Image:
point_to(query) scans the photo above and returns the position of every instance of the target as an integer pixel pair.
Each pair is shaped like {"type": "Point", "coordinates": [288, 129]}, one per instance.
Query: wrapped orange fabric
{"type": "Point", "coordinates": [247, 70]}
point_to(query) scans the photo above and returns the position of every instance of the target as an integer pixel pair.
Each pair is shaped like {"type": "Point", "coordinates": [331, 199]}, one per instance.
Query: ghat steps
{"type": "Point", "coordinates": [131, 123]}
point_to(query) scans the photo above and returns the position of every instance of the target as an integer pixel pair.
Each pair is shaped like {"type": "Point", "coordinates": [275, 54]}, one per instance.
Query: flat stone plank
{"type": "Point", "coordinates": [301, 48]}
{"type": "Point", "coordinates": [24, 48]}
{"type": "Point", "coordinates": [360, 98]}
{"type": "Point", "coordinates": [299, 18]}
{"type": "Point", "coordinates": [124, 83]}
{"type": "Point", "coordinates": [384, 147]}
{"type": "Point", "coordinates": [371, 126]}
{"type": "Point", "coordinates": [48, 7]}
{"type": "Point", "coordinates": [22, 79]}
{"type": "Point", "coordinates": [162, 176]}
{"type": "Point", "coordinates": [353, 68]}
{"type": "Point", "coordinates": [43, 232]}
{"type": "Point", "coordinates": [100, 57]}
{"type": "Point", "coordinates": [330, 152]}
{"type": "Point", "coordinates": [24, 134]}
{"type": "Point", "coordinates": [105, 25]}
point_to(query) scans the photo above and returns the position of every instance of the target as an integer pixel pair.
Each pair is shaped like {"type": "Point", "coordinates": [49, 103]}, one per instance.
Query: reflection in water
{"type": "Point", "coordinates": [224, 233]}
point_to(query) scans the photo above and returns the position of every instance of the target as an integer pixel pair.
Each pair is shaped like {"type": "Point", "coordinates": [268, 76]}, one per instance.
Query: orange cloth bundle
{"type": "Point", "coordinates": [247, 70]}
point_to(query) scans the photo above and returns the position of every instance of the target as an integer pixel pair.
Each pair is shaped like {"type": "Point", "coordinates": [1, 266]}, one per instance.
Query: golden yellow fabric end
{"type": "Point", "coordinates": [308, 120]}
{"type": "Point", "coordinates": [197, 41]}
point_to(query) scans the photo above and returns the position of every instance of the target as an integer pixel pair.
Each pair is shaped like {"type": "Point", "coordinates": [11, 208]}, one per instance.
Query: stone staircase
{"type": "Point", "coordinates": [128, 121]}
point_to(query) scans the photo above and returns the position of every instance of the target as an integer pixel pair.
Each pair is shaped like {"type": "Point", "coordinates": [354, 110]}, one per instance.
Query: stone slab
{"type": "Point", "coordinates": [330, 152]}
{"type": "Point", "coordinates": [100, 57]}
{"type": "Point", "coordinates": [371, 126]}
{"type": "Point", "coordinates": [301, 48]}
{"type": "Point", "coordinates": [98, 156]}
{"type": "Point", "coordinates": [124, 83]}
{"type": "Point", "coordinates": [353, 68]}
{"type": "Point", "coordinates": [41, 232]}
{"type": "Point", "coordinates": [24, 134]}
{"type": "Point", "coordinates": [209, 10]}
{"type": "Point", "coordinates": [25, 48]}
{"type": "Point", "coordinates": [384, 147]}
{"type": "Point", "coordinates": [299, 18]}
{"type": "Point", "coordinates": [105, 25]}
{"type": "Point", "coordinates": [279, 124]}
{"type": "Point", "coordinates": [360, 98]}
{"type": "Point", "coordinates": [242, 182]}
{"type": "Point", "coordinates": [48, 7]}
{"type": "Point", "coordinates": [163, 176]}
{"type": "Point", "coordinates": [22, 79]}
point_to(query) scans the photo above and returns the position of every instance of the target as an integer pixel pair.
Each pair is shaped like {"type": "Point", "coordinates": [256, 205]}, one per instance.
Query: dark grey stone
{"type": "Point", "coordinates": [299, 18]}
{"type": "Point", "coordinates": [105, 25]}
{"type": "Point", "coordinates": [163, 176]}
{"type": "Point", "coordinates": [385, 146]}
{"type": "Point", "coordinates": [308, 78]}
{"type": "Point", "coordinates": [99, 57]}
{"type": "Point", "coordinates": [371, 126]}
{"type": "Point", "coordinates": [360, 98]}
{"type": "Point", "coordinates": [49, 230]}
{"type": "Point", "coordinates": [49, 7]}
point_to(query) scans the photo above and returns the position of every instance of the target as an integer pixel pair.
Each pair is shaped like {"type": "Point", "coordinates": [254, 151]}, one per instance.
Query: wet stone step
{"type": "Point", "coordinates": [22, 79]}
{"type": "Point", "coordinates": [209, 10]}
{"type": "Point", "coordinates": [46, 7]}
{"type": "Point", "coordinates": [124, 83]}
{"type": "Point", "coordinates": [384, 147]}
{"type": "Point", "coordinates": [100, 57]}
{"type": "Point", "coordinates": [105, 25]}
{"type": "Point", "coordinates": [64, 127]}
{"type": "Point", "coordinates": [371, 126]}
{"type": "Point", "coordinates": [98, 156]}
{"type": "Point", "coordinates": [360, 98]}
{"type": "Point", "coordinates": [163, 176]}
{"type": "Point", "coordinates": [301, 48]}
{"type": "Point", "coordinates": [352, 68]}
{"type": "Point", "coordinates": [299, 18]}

# # # #

• **Task to complete**: Gather every line in the entries above that contains the string "orange", copying each line in full. Case counts, so include only lines where the letters match exactly.

• **Solved exercise**:
Query: wrapped orange fabric
Query: orange cloth bundle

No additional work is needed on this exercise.